> [Task goal]: Gather every line of the entries below that contains the string "tower", matching case exactly, and copy each one in full.
— START OF The records —
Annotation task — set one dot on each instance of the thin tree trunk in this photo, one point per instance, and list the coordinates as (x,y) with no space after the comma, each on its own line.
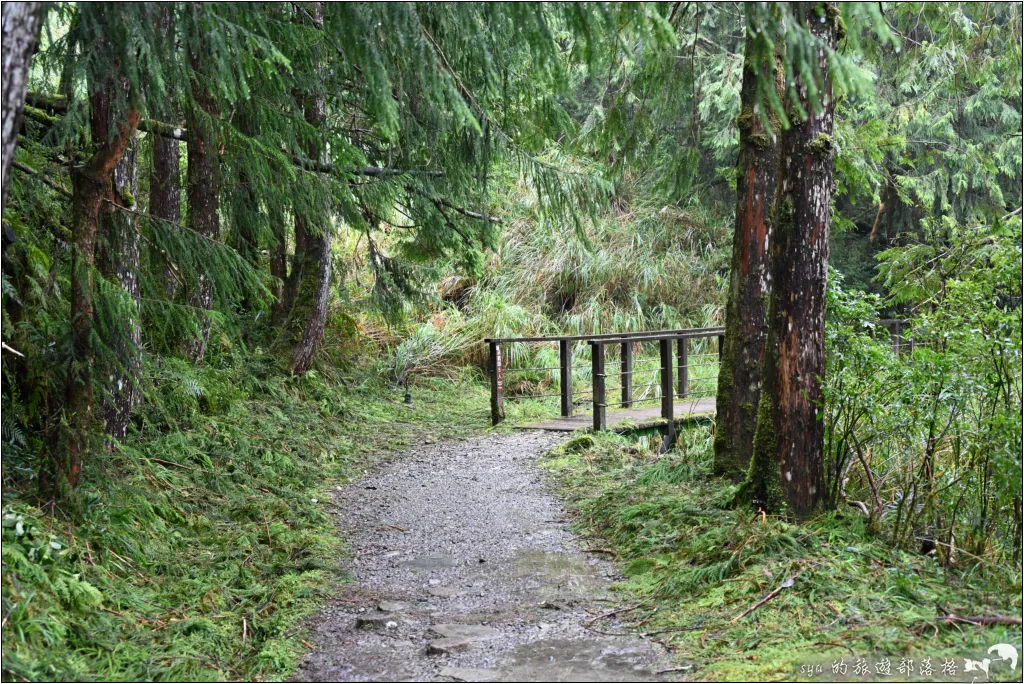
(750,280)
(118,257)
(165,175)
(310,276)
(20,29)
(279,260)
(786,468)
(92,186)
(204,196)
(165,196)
— END OF The records —
— START OF The records —
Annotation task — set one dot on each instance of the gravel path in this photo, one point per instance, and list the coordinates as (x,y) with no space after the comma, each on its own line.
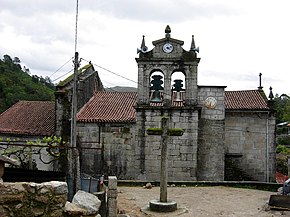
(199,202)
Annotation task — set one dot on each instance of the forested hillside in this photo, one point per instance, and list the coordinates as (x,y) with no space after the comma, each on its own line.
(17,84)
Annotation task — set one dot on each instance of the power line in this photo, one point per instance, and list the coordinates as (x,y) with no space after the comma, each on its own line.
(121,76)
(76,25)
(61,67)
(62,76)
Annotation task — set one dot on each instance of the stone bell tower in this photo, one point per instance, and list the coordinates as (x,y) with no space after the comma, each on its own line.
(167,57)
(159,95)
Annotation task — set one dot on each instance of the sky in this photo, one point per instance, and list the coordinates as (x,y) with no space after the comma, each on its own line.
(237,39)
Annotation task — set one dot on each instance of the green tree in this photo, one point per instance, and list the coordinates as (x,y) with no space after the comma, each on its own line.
— END OF The records —
> [Output below]:
Annotation task — set one dot on each instance of the stone bell tower in this photo, one point per instance, and list the coordinates as (x,y) with no space after the comma, each on its own line.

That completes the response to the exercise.